** START PROVIDED DATA **

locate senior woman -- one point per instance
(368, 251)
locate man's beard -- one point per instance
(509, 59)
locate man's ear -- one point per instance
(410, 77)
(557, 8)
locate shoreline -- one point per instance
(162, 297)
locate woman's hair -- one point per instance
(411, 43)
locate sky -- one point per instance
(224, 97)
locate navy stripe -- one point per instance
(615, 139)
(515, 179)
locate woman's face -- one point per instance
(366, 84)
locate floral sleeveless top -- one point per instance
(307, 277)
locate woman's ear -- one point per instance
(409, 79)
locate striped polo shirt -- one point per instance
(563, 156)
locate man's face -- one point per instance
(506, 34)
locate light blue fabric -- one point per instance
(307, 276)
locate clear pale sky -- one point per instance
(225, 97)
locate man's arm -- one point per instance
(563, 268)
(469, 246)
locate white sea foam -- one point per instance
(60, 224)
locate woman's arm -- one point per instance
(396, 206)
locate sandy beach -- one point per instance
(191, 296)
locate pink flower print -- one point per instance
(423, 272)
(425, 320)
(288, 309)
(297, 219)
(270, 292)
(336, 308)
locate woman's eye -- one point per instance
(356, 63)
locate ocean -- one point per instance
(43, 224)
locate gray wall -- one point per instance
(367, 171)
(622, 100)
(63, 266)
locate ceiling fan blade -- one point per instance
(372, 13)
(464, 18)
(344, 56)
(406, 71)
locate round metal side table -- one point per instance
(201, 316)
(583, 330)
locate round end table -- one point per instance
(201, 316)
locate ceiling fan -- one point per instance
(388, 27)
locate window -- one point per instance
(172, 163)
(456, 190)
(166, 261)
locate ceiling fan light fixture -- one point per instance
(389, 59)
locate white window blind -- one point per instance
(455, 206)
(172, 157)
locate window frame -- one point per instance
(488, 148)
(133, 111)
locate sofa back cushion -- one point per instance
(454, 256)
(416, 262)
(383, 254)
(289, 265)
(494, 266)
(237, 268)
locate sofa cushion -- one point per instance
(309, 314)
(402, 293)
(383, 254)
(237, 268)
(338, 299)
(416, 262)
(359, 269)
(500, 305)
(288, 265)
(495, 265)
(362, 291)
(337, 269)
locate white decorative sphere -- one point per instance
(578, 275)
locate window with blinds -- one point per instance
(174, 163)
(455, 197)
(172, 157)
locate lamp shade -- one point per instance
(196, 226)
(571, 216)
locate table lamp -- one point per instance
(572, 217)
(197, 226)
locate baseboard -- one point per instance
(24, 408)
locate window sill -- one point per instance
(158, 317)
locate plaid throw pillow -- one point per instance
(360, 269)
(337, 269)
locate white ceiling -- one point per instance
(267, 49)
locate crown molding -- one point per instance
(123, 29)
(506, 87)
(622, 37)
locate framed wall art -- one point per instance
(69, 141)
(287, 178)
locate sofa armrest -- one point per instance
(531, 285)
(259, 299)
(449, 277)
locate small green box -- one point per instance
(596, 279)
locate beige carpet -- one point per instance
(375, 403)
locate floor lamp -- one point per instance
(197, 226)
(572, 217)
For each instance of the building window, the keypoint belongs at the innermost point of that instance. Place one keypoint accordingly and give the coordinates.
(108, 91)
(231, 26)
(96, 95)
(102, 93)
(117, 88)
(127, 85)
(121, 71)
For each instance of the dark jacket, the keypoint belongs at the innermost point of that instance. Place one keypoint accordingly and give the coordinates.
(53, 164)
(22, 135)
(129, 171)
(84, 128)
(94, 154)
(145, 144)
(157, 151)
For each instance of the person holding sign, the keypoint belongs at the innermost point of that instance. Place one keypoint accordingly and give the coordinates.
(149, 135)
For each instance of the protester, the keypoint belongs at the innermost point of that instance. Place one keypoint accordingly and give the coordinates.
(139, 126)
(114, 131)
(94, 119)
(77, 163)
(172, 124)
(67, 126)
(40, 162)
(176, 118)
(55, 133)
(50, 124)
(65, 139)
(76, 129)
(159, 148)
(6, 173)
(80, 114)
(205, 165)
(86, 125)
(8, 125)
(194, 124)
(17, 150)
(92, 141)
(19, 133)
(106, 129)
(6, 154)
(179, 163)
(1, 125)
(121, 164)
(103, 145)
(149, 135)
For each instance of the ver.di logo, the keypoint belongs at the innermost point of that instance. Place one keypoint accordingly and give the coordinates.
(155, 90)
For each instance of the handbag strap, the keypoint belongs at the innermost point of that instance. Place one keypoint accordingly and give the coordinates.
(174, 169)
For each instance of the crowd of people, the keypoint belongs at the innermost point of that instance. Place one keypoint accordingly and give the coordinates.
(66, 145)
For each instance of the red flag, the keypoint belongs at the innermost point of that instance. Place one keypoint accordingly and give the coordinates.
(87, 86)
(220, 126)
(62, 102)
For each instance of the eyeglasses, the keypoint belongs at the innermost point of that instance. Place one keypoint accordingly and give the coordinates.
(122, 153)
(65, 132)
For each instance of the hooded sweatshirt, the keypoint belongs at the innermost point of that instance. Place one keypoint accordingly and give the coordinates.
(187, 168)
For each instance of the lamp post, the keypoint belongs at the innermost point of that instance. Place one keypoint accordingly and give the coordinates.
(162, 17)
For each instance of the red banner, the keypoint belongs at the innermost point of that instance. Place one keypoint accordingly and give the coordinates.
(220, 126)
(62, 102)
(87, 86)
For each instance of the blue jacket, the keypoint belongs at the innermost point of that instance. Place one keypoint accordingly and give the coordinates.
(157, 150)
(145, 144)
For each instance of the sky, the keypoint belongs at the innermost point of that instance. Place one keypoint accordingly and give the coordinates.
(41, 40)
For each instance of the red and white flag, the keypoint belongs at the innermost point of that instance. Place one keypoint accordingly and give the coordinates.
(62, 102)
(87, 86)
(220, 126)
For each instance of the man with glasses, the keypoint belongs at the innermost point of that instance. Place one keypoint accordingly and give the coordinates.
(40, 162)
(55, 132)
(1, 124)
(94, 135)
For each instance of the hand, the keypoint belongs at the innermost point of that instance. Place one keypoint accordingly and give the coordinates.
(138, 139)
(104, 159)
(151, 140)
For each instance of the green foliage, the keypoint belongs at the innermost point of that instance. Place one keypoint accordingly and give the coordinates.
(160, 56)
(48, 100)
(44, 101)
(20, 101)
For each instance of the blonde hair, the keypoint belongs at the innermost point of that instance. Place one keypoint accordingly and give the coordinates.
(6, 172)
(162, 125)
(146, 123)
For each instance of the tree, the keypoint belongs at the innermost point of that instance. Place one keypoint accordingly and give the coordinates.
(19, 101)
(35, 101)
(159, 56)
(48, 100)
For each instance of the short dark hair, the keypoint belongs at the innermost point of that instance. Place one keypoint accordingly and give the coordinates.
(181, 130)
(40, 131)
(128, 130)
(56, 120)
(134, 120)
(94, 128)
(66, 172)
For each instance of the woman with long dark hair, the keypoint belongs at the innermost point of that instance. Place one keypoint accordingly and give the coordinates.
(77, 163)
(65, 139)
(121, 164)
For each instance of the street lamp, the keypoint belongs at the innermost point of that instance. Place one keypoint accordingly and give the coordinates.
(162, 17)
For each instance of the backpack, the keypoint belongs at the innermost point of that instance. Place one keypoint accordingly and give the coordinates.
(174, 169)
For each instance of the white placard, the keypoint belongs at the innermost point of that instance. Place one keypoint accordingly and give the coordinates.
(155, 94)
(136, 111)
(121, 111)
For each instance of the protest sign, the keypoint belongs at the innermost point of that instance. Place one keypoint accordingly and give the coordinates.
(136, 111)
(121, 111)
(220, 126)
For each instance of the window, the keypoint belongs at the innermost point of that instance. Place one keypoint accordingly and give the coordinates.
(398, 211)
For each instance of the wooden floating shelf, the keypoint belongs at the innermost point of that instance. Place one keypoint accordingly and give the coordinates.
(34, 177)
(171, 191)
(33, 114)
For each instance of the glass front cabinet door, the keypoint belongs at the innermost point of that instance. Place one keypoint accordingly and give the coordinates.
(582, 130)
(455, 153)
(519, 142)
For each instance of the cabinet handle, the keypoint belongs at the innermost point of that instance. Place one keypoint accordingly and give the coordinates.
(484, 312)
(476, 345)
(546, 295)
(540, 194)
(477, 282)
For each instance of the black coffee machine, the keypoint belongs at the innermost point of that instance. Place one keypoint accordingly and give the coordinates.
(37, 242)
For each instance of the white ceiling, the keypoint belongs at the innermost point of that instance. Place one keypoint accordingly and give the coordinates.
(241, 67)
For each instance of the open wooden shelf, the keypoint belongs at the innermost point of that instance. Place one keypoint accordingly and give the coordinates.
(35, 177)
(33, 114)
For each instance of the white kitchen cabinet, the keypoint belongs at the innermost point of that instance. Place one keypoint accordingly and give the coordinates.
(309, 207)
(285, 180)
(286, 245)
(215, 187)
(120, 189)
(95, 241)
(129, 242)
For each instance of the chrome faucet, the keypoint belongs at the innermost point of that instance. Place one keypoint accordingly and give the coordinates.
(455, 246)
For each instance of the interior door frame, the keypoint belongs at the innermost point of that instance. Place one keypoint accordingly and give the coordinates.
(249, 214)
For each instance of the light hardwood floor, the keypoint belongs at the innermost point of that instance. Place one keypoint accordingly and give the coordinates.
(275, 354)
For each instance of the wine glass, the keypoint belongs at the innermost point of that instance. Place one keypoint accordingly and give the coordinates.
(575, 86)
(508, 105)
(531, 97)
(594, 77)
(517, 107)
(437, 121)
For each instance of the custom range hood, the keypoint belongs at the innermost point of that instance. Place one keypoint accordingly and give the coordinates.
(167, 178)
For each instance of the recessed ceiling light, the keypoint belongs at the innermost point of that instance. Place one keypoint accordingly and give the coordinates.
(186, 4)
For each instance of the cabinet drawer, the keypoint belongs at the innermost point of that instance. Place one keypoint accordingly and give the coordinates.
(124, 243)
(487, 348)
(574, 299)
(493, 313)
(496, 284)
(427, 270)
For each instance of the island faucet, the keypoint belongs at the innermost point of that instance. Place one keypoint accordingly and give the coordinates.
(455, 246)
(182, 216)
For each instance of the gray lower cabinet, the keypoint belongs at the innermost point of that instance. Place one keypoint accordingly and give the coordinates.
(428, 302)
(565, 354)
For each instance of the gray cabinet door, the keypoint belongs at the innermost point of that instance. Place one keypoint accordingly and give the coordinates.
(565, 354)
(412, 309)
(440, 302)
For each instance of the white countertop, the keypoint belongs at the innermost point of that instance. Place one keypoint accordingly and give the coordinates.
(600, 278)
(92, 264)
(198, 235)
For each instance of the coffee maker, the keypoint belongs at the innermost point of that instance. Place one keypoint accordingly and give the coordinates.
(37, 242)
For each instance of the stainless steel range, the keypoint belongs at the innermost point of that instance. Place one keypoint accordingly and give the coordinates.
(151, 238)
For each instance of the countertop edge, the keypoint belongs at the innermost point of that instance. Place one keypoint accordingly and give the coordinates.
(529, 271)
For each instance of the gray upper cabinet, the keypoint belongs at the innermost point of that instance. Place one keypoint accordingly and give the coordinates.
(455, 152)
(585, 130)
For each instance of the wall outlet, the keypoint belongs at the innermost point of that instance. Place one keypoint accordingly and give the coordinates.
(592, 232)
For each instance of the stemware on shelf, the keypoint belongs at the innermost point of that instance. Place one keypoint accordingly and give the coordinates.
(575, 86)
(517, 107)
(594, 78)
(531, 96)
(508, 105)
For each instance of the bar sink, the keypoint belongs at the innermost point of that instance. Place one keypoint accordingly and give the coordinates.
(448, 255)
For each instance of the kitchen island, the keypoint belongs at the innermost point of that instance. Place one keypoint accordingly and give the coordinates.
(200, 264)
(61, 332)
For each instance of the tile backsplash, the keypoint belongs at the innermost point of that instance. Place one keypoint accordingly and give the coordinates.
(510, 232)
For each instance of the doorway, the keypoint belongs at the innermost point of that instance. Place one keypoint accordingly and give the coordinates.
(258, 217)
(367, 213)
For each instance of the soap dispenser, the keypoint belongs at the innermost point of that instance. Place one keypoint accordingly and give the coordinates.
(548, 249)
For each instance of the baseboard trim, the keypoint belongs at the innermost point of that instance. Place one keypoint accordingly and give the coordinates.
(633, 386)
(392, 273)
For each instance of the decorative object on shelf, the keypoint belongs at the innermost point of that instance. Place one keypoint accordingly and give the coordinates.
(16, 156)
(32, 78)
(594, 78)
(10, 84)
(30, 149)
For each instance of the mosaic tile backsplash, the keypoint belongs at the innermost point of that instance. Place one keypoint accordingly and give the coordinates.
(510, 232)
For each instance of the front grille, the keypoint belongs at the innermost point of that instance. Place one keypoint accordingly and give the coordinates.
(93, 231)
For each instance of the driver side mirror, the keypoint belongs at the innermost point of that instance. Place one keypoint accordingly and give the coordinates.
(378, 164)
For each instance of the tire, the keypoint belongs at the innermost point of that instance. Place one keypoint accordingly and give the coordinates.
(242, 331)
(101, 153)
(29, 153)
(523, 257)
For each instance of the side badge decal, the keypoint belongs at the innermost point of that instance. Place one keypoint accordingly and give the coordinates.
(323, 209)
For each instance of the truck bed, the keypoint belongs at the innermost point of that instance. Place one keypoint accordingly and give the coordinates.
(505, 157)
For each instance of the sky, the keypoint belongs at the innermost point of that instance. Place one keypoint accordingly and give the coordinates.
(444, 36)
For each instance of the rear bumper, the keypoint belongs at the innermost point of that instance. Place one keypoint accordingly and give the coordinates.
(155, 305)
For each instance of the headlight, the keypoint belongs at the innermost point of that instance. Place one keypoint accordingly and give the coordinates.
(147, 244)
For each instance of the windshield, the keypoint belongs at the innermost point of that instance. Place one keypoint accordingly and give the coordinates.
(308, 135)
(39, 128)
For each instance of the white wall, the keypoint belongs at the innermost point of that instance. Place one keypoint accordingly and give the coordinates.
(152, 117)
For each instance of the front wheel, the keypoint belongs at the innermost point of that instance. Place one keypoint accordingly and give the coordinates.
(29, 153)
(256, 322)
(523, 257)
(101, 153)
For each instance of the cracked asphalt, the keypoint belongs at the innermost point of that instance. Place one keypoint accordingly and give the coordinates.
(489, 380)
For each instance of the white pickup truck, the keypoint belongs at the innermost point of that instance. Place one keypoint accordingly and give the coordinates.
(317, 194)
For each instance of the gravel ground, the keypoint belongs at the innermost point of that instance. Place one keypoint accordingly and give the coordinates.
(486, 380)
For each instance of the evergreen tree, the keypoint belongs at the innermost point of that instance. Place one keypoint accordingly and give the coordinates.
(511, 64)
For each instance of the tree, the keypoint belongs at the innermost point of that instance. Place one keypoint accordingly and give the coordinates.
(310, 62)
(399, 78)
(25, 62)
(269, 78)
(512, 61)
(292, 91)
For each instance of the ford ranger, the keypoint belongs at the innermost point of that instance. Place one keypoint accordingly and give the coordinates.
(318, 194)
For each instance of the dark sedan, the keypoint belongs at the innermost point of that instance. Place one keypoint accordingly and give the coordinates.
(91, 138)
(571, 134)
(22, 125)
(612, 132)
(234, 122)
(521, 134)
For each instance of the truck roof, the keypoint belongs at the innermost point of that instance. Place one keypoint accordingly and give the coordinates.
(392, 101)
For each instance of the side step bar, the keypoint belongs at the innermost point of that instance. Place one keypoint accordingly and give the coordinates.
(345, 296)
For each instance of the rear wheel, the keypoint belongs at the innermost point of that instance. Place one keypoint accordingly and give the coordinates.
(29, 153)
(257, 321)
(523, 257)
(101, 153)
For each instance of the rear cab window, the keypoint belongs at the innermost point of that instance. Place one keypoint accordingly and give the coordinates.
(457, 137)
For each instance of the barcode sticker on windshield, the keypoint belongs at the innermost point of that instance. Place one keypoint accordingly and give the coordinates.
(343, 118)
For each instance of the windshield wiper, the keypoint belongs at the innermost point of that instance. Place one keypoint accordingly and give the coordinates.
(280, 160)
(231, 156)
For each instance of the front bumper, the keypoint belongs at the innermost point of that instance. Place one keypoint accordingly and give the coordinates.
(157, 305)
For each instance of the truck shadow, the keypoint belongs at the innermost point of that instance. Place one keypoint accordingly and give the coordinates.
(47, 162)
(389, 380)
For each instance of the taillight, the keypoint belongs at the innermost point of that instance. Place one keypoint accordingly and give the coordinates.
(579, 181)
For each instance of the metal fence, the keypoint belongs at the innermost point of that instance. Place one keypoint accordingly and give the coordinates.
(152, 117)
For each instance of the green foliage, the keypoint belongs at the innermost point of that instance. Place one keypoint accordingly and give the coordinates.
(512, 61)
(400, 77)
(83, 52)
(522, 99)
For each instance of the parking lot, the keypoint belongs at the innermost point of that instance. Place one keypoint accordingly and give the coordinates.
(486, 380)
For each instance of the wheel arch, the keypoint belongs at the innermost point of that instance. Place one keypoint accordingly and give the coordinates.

** END PROVIDED DATA **

▶ WHAT NEEDS TO BE DONE:
Could you reproduce, word for word, the stretch of the records from the line containing "For each instance of the parking" through the end of the records?

▶ SOLUTION TO THIS PROBLEM:
For each instance of the parking lot, the keypoint belongs at the innermost point of that instance. Place one keypoint accordingly and give the coordinates.
(486, 380)
For each instance of the wheel arch, the keypoint belongs at the innermost point of that instance. Place one keypoint accordingly and give the coordinates.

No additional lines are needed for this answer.